__Tâches à réaliser__
A – Traduisez en anglais cette phrase de l'entretien sur les icônes américaines : « Je me suis efforcé de proposer des icônes valables pour tous, ce ne sont pas des prédilections personnelles. »
B – Rédigez la suite de l'entretien sur les icônes américaines à partir de sa dernière phrase.

Je me suis efforcé de proposer des icônes valables pour tous, ce ne sont pas des prédilections personnelles. Sinon, en étendant le choix aux personnalités artistiques et intellectuelles, je pourrais citer, en vrac, Jorge Luis Borges, Walt Whitman, Pablo Neruda, Jacques Roumain, Miguel Ángel Asturias, Heitor Villa-Lobos, Billie Holiday, John Coltrane, Gabriel García Marquez, Aimé Césaire, Frankétienne, qui sont des maîtres d’œuvres majeures, qui ont marqué ma jeunesse et qui ont étonné le monde.

Nasser Rebaï : Si l’on excepte Fidel Castro, la seule icône vivante que vous avez citée, quelles sont d’après vous les icônes américaines actuelles ?

Jean-Marie Théodat : A s’en tenir à cette idée qu’une icône est un personnage historique ayant porté les espoirs de millions de gens et incarné l’attente d’un renouveau qui change la donne d’une société tout entière, nous devons reconnaître qu’il existe à des degrés divers, des icônes encore vivantes. Il faut citer le Sous-commandant Marcos, l’ex-Président Lula du Brésil, Jean-Bertrand Aristide en Haïti, Evo Morales en Bolivie. Ces hommes–là, par leur origine sociale modeste, leurs ambitions politiques élevées, ont marqué leur époque et renouvelé la figure du chef, du caudillo, associée toujours, dans le politique, au registre messianique d’un homme doué d’intelligence, de courage et de bonté dans la sphère privée. Ces vertus personnelles leur donneraient une légitimité supplémentaire, presque sacrée, par rapport à l’onction du bulletin électoral qui éventuellement les a fait rois.

Nasser Rebaï : Y a-t-il, selon vous, des icônes américaines « universelles » ?

__Données d'entrée__
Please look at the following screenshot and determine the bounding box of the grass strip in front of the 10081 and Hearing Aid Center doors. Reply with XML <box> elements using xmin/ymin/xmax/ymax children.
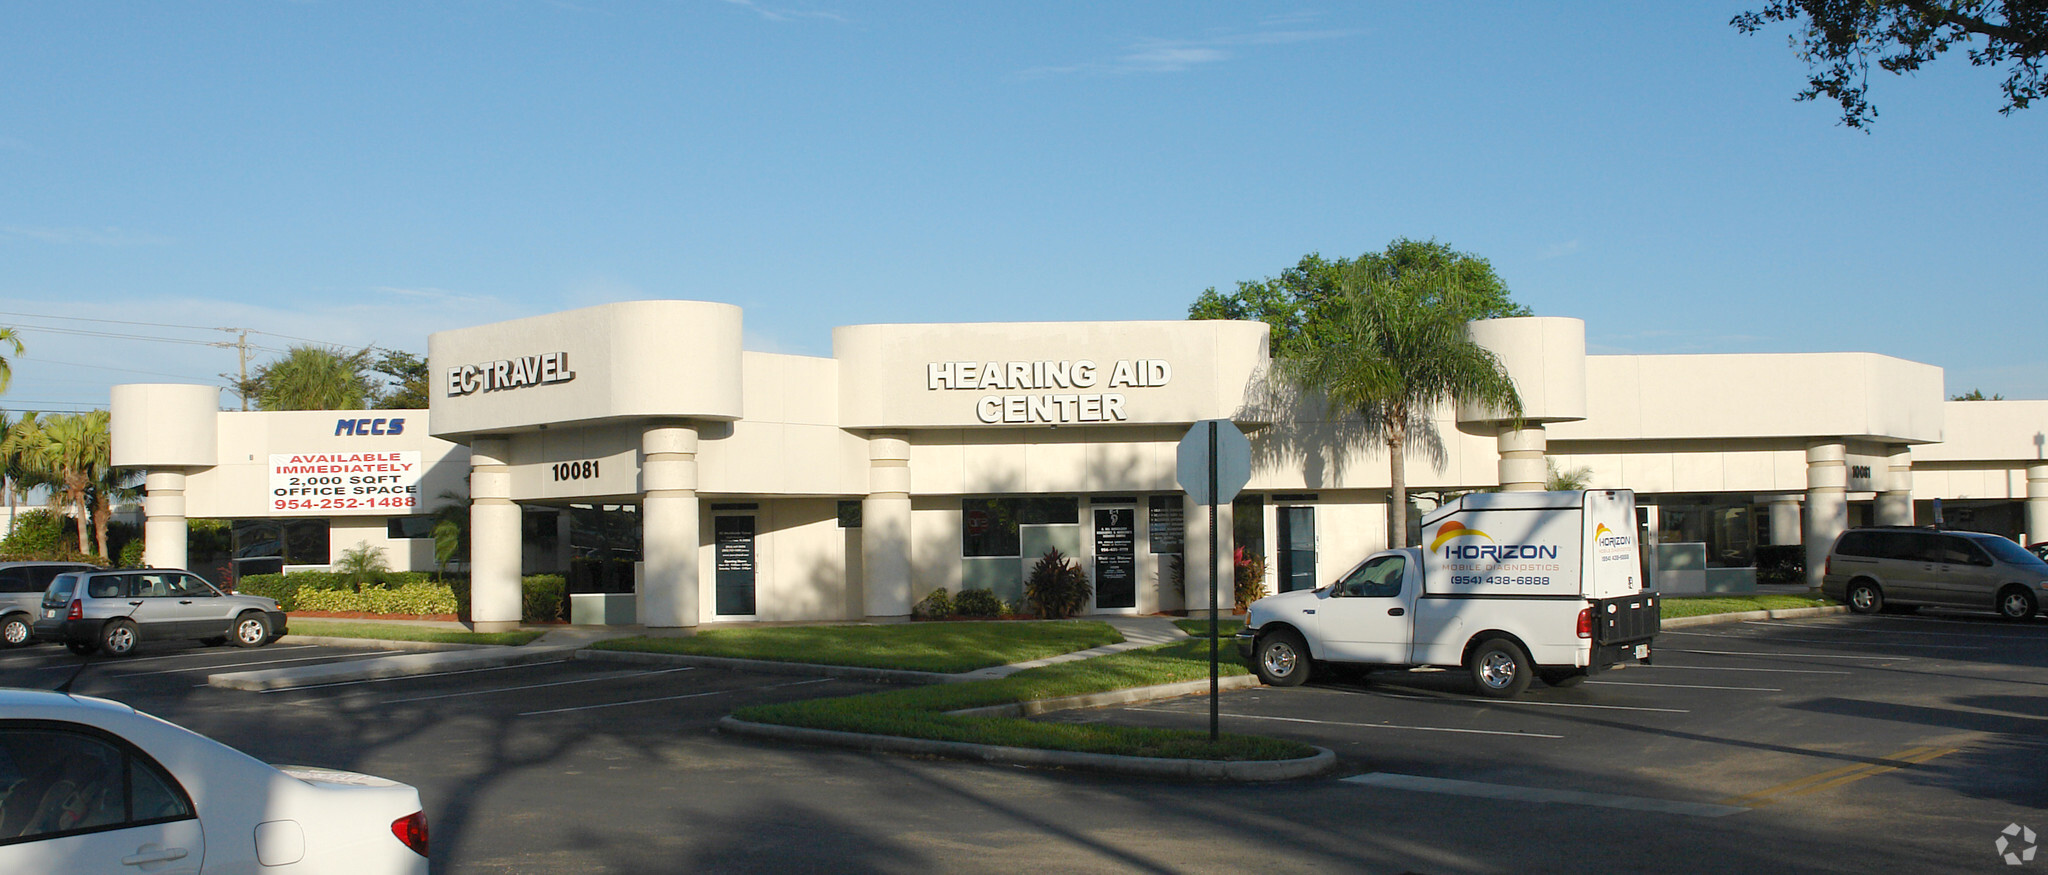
<box><xmin>592</xmin><ymin>621</ymin><xmax>1124</xmax><ymax>674</ymax></box>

__Réponses dans l'ordre__
A – I have tried to suggest icons that are valid for everyone; they are not personal preferences.

B –
Jean-Marie Théodat : Je pense qu’une icône ne vaut que si elle est universelle, si les idéaux qu’elle incarne sont transposables dans d’autres cultures. En ce sens, les figures que j’ai choisies sont les avatars de l’avènement de l’homme américain, d’une civilisation née de la rencontre et du télescopage entre les cultures. Cette expérience intime de l’altérité a été la condition de l’émergence des nations américaines, donc les réponses apportées aux problématiques américaines ont été par définition confrontées à la question de l’inclusion/exclusion de l’autre en tant que tel. La dialectique américaine de la condition de l’homme est celle d’une éthique de la présence de l’autre. Il s’agit toujours d’une aspiration au partage des bienfaits de la culture : les richesses, la lumière et les leviers du pouvoir entre les uns et les autres. Ces dispositions d’esprit et de cœur sont de bonnes choses en tout pays. En ce sens, les icônes que j’ai retenues sont des figures universelles.

Nasser Rebaï : Vous êtes géographe et Caribéen : comment vous appropriez-vous les travaux d’Edouard Glissant ?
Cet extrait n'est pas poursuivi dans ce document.